DIRECTIONS FOR THIS TASK >>
Give the listing as a Markdown table with columns "Row" and "Line", running from the line that contains "of the beige" through the line that contains "[[1351, 547], [1153, 413]]", both included, with blank lines left out.

TASK INPUTS >>

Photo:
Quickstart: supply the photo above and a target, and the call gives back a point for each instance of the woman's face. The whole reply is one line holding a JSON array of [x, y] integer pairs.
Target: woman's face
--
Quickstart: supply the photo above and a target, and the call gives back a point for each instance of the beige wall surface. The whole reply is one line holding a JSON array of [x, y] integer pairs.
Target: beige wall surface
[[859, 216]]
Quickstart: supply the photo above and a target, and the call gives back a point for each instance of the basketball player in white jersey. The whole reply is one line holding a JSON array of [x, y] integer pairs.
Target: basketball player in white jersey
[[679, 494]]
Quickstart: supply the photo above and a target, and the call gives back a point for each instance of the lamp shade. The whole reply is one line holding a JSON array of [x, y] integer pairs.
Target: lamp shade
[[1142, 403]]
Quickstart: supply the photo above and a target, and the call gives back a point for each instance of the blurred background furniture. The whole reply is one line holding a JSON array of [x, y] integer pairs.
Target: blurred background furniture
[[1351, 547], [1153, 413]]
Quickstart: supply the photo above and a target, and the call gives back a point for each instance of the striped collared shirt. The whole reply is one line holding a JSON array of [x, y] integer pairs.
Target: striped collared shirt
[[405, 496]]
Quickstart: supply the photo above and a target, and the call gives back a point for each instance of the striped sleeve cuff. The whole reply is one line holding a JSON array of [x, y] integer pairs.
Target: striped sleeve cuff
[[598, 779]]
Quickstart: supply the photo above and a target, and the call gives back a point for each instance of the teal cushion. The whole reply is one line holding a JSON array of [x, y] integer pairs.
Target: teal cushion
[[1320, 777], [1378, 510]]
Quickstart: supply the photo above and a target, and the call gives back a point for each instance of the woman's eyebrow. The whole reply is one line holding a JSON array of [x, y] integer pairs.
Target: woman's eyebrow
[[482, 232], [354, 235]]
...
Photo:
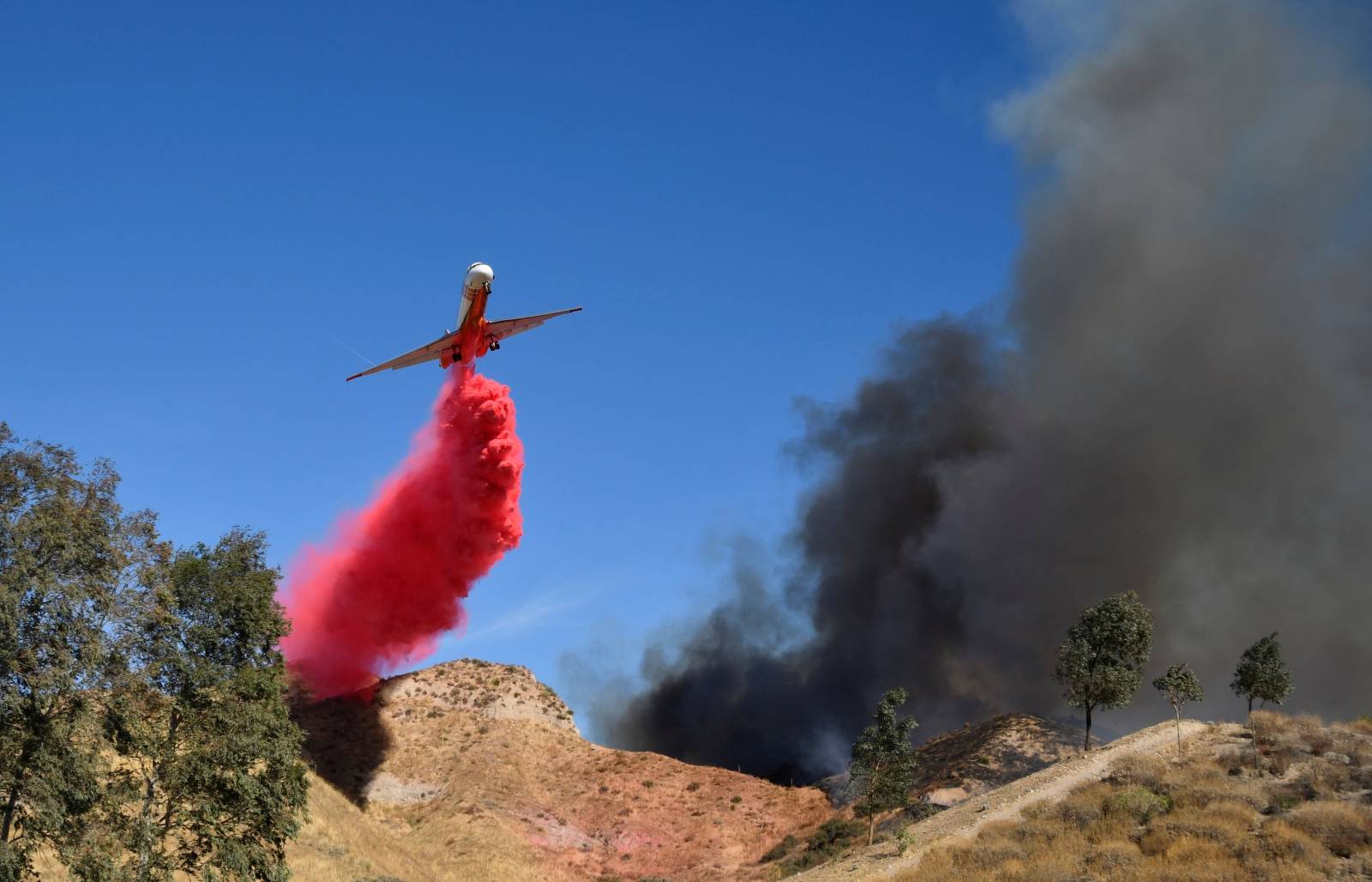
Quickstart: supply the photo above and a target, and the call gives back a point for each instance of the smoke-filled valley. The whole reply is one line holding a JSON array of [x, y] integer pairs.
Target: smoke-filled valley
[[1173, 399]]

ANSWER TO THE PROBLEM >>
| Row | Line |
|---|---|
| 1 | Quickstart: supply the photo above and a target, and the call gives back a point for each instance of the beige wall surface. The whole reply is one line holding a JSON array of [x, y] integer pairs. |
| 2 | Target: beige wall surface |
| 3 | [[859, 216]] |
| 4 | Quickstart: supply the photo above and a target, and the call gives back a point for each instance of the basketball player in white jersey. The whole reply is one line holding a JSON array of [x, y] integer pairs. |
| 5 | Target: basketball player in white jersey |
| 6 | [[679, 494]] |
| 7 | Quickstart: supply the photo above and a target, and the call gives back a point for each instance of the lamp shade. The whole reply is one line holding a JSON array of [x, y] integer pairs. |
| 8 | Target: lamp shade |
| 9 | [[1142, 403]] |
| 10 | Quickstart: supply the photo above and a target, and the call gives back a point for each instance of the blurred background furniture. The whole reply is one line holding a JSON array of [x, y] integer pairs. |
| 11 | Target: blurred background furniture |
| 12 | [[1351, 547], [1153, 413]] |